- [Tekstfragment]:
▼
2. Toepassing van het eerste lid vindt alleen plaats indien de officier van justitie van oordeel is dat geen bevel als bedoeld in artikel 126i, eerste lid, kan worden gegeven."
2.3.2.
De memorie van toelichting bij het wetsvoorstel dat heeft geleid tot de Wet van 27 mei 1999 tot wijziging van het Wetboek van Strafvordering in verband met de regeling van enige bijzondere bevoegdheden tot opsporing en wijziging van enige andere bepalingen (bijzondere opsporingsbevoegdheden), Stb. 1999, 245 houdt ten aanzien van art. 126ij Sv onder meer het volgende in:
"4.2. Burgerinfiltratie
Er zijn situaties denkbaar waarin infiltratie noodzakelijk is, maar niet door een opsporingsambtenaar kan worden verricht. Denkbaar is dat een infiltrant nodig is met een zeer specifieke deskundigheid om zich in een bepaalde omgeving geloofwaardig te kunnen handhaven, terwijl de politie niet beschikt over een functionaris met deze deskundigheid.
(...)
Ik acht burgerinfiltratie (...) alleen aanvaardbaar als infiltratie door een opsporingsambtenaar redelijkerwijs niet mogelijk is. Deze stelling geeft al aan dat ik ervan uit ga dat burgerinfiltratie een uitzondering zal zijn.
(...)
4.3.
Burgerpseudo-koop en -dienstverlening
In de voorgestelde artikelen 126ij en 126z wordt de bevoegdheid gecreëerd voor de officier van justitie om met een burger in het kader van de opsporing overeen te komen dat deze een pseudo-koop of -dienstverlening verricht. Evenals bij burgerinfiltratie is hij hiertoe alleen bevoegd als de pseudo-koop of -dienstverlening niet door een opsporingsambtenaar kan worden verricht."
▲
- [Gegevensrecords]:
▼
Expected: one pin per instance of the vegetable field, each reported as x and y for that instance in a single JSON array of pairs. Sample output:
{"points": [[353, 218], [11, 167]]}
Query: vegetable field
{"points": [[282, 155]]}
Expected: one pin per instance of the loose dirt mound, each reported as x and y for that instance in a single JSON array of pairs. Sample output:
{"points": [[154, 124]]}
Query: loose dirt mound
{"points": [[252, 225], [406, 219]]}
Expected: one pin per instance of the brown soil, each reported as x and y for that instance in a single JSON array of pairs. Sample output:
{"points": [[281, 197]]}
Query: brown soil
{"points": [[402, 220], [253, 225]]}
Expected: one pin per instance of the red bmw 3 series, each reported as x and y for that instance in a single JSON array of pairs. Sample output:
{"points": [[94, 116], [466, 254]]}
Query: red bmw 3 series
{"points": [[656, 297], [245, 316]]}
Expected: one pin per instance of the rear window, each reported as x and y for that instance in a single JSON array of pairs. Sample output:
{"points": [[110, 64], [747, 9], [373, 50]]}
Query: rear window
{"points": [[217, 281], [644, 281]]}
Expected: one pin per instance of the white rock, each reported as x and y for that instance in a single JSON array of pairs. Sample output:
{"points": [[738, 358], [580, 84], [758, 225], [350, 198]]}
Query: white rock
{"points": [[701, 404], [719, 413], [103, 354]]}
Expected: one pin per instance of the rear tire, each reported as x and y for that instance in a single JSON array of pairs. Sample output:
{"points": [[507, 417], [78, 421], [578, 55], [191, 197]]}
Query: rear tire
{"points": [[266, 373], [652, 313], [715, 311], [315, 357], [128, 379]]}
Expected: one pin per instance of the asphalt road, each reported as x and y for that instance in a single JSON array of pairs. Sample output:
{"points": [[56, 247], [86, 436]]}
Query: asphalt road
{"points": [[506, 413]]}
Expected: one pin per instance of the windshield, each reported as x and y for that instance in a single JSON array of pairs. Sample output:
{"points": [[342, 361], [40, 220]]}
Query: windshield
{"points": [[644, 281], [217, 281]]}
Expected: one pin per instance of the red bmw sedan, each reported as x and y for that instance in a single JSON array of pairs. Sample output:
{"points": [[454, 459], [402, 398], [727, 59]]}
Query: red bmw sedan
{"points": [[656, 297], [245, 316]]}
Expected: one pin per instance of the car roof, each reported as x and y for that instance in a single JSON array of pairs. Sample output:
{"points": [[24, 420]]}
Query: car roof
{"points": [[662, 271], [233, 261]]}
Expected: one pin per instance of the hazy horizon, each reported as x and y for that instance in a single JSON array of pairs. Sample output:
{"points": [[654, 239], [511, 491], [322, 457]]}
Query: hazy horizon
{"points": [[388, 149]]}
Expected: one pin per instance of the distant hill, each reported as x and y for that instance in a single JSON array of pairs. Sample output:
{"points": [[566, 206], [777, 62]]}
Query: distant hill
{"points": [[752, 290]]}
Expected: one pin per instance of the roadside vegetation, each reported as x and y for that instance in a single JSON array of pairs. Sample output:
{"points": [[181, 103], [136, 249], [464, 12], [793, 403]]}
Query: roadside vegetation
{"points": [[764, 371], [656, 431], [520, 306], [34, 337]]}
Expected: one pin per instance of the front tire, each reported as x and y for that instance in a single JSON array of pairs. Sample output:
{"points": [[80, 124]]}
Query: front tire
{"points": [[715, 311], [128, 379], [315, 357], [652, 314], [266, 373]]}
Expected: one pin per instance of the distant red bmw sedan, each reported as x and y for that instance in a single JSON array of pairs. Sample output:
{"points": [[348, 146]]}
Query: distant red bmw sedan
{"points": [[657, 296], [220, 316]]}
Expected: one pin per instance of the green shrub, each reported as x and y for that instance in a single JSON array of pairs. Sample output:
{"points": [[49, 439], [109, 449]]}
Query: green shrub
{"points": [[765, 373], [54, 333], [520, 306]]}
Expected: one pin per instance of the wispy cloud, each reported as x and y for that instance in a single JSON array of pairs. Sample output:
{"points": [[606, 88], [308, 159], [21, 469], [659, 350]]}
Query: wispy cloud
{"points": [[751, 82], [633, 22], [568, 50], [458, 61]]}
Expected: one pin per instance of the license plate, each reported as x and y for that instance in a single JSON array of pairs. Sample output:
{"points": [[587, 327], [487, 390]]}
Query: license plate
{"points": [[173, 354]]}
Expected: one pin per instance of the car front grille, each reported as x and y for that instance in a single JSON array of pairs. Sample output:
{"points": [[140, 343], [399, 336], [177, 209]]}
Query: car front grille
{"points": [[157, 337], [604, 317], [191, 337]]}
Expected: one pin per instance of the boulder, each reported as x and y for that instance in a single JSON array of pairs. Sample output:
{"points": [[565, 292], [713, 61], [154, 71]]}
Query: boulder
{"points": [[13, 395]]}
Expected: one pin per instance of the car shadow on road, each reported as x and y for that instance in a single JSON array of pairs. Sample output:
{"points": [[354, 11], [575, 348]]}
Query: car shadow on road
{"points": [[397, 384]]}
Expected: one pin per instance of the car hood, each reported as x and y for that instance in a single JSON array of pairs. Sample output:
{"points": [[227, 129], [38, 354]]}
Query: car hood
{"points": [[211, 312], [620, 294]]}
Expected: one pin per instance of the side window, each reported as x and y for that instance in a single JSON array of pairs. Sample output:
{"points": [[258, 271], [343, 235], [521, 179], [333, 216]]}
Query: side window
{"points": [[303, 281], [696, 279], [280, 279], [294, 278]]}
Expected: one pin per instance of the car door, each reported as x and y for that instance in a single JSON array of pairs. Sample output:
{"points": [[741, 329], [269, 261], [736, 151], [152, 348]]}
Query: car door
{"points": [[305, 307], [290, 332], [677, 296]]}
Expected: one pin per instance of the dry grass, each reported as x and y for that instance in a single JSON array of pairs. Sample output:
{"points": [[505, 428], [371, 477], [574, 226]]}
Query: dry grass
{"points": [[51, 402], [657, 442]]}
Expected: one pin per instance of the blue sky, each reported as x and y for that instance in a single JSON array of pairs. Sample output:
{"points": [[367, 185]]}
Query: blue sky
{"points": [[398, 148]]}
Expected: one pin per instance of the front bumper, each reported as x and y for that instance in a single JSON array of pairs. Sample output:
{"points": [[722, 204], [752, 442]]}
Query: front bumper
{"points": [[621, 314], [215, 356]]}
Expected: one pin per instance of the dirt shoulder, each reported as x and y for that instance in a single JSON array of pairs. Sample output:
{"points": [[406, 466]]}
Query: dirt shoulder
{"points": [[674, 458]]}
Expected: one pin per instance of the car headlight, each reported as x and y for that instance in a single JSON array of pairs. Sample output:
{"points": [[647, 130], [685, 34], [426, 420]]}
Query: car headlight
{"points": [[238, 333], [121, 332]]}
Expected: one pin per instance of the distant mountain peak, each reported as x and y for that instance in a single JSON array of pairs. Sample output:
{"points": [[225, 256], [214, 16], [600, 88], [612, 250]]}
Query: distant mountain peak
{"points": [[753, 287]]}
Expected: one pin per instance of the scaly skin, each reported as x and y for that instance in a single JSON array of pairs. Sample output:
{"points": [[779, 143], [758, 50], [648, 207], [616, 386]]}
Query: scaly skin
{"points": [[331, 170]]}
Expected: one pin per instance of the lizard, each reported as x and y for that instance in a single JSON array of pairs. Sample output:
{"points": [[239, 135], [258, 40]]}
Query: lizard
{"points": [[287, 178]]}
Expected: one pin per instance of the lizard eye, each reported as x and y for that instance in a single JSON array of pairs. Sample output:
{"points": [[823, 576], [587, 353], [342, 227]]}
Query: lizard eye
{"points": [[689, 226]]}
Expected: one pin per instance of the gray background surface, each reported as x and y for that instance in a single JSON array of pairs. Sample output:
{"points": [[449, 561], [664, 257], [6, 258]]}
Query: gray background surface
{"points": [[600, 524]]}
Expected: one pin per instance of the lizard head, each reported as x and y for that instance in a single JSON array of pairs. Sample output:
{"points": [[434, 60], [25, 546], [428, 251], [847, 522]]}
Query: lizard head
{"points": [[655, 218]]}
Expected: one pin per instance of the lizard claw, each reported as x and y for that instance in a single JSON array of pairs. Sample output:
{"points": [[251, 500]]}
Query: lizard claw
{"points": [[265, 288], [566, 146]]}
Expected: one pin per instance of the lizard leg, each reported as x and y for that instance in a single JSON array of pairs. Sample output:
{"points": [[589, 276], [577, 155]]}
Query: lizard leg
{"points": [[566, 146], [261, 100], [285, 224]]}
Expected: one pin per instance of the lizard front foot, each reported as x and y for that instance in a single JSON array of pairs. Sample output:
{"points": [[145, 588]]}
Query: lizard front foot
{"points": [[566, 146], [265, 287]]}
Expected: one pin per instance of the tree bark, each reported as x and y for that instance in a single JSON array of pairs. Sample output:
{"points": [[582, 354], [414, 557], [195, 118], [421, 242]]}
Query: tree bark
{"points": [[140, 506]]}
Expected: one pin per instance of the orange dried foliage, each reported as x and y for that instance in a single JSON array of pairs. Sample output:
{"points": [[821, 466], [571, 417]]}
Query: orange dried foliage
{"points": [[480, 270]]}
▲
- [Opdrachten]:
1 - Beantwoord de volgende vragen over het tekstfragment:
(a) Onder welke voorwaarde acht de schrijver burgerinfiltratie aanvaardbaar?
(b) In welke voorgestelde artikelen wordt de bevoegdheid voor burgerpseudo-koop en -dienstverlening gecreëerd?
(c) Welke Staatsbladvermelding staat bij de wet van 27 mei 1999?
2 - Herhaal woordelijk een deel van het tekstfragment: begin bij de woorden "De memorie van" en stop na de woorden "met deze deskundigheid.".

- [Antwoorden per opdracht]:
1 -
(a) Alleen als infiltratie door een opsporingsambtenaar redelijkerwijs niet mogelijk is.
(b) In de artikelen 126ij en 126z.
(c) Stb. 1999, 245.

2 -
De memorie van toelichting bij het wetsvoorstel dat heeft geleid tot de Wet van 27 mei 1999 tot wijziging van het Wetboek van Strafvordering in verband met de regeling van enige bijzondere bevoegdheden tot opsporing en wijziging van enige andere bepalingen (bijzondere opsporingsbevoegdheden), Stb. 1999, 245 houdt ten aanzien van art. 126ij Sv onder meer het volgende in:
"4.2. Burgerinfiltratie
Er zijn situaties denkbaar waarin infiltratie noodzakelijk is, maar niet door een opsporingsambtenaar kan worden verricht. Denkbaar is dat een infiltrant nodig is met een zeer specifieke deskundigheid om zich in een bepaalde omgeving geloofwaardig te kunnen handhaven, terwijl de politie niet beschikt over een functionaris met deze deskundigheid.